ABOVE PHOTO: Members of the 2016 West Point Military Academy class. (Photo: Military Academy)
The 16 black female cadets who posed for a photo with their fists raised and sparked a nationwide debate will face no punitive action, West Point officials announced Tuesday. The women will, however, receive additional counseling prior to graduating this month.
The image was taken April 26 during an “Old Corps” photo shoot, a tradition where seniors strike serious poses reminiscent of early 19th Century cadets who attended the U.S. Military Academy.
After the photo went viral online, the women faced accusations they were trying to make a political statement in uniform and were violating Defense Department rules. Some noted that raised fists are associated with Black Lives Matter, the grassroots organization that seeks to expose police brutality. Others saw it as an imitation of Beyonce’s nod to the Black Panthers during her Super Bowl performance.
Many others vehemently defended the cadets, arguing the photo was nothing more than a display of triumph and pride.
The academy opened an investigation on April 28 and interviewed the cadets involved as well as the photographer. There was no evidence these cadets intended to make a political statement, according to a memo that summarizes the inquiry’s findings. The investigator also concluded there were no violations of Defense Department Directive 1344.10, which spells out the rules for service members engaging in political activities. Instead the photo was deemed a “spur of the moment” pose with the intent, as one cadet put it, to “showcase the awesome black women in our class.”
Even so, the photo pose was “inappropriate,” according to the major who conducted the official inquiry.
West Point Superintendent Lt. Gen. Robert Caslen agreed.
“While the inquiry did not find that these cadets violated a policy or regulation, it did determine that they demonstrated a lapse of awareness in how symbols and gestures can be misinterpreted and cause division,” Caslen wrote in a letter Tuesday to the Corps of Cadets. “The impact of this photo, regardless of its intent, is evident. It is unfortunate that this perception brought attention to our Alma Mater for all the wrong reasons.”
Based on the inquiry, some of the cadets involved knew what they were doing could prove incendiary.
Two cadets reportedly proposed the “raised fist” stance during the shoot and two others immediately expressed concern, according to the investigator. They asked, “Are we really doing this?”
A cadet defended the photo, telling the other women, “This isn’t an [equal opportunity] violation and we won’t get in trouble for it.” The cadet’s name is redacted in the report.
There were nine photos taken during the shoot and three poses, referred to as “Serious,” “Raised Fist” and “Silly” in the report.

◆ ◆ ◆

> _Task 1_
Update the stretch of the West Point article from "The 16 black" through "U.S. Military Academy.", putting "graduating cadets" in place of "seniors".
> _Task 2_
In the West Point article, rewrite the paragraph beginning "The academy opened an investigation" as a bulleted list of its main facts.

Records taken from a dataset
◆ ◆ ◆

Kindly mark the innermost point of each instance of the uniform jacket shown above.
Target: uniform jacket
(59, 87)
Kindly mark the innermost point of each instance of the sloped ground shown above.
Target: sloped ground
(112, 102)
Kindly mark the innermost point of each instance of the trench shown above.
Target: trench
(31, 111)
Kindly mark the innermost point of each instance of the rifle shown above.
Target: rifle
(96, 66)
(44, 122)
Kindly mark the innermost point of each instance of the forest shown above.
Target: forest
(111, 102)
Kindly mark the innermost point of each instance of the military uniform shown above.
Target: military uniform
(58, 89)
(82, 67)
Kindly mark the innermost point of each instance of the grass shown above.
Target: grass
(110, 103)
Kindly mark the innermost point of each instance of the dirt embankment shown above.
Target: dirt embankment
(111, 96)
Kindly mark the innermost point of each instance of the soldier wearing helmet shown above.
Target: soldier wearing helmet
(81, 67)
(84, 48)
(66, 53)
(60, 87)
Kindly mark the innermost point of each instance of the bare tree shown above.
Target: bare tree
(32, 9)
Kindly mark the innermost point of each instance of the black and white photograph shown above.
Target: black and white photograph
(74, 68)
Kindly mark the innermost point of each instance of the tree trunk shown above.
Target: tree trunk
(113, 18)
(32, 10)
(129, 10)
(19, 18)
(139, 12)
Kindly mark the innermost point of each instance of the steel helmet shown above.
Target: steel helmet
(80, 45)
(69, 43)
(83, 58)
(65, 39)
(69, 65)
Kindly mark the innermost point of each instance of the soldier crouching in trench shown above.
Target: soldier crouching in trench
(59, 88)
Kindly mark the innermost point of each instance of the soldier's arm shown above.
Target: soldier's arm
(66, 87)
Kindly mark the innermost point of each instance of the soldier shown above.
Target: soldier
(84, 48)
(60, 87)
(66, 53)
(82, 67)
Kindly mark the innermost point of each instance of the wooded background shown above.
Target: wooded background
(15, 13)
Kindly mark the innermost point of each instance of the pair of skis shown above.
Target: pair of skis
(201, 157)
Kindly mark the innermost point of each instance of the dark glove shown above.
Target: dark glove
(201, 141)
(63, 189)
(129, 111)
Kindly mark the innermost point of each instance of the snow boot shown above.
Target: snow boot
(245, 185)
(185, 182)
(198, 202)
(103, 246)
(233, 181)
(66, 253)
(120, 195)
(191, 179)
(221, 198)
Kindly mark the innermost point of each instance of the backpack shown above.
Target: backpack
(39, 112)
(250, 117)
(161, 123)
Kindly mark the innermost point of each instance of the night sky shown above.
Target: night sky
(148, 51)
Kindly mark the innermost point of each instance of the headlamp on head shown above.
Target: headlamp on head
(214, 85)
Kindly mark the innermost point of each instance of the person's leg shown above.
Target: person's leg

◆ ◆ ◆

> _Task output 1_
The 16 black female cadets who posed for a photo with their fists raised and sparked a nationwide debate will face no punitive action, West Point officials announced Tuesday. The women will, however, receive additional counseling prior to graduating this month.
The image was taken April 26 during an “Old Corps” photo shoot, a tradition where graduating cadets strike serious poses reminiscent of early 19th Century cadets who attended the U.S. Military Academy.

> _Task output 2_
- The academy opened an investigation on April 28 and interviewed the cadets involved and the photographer.
- A memo summarizing the findings found no evidence that the cadets intended to make a political statement.
- The investigator found no violations of Defense Department Directive 1344.10, which sets the rules for service members engaging in political activities.
- The photo was judged a "spur of the moment" pose meant, in one cadet's words, to "showcase the awesome black women in our class."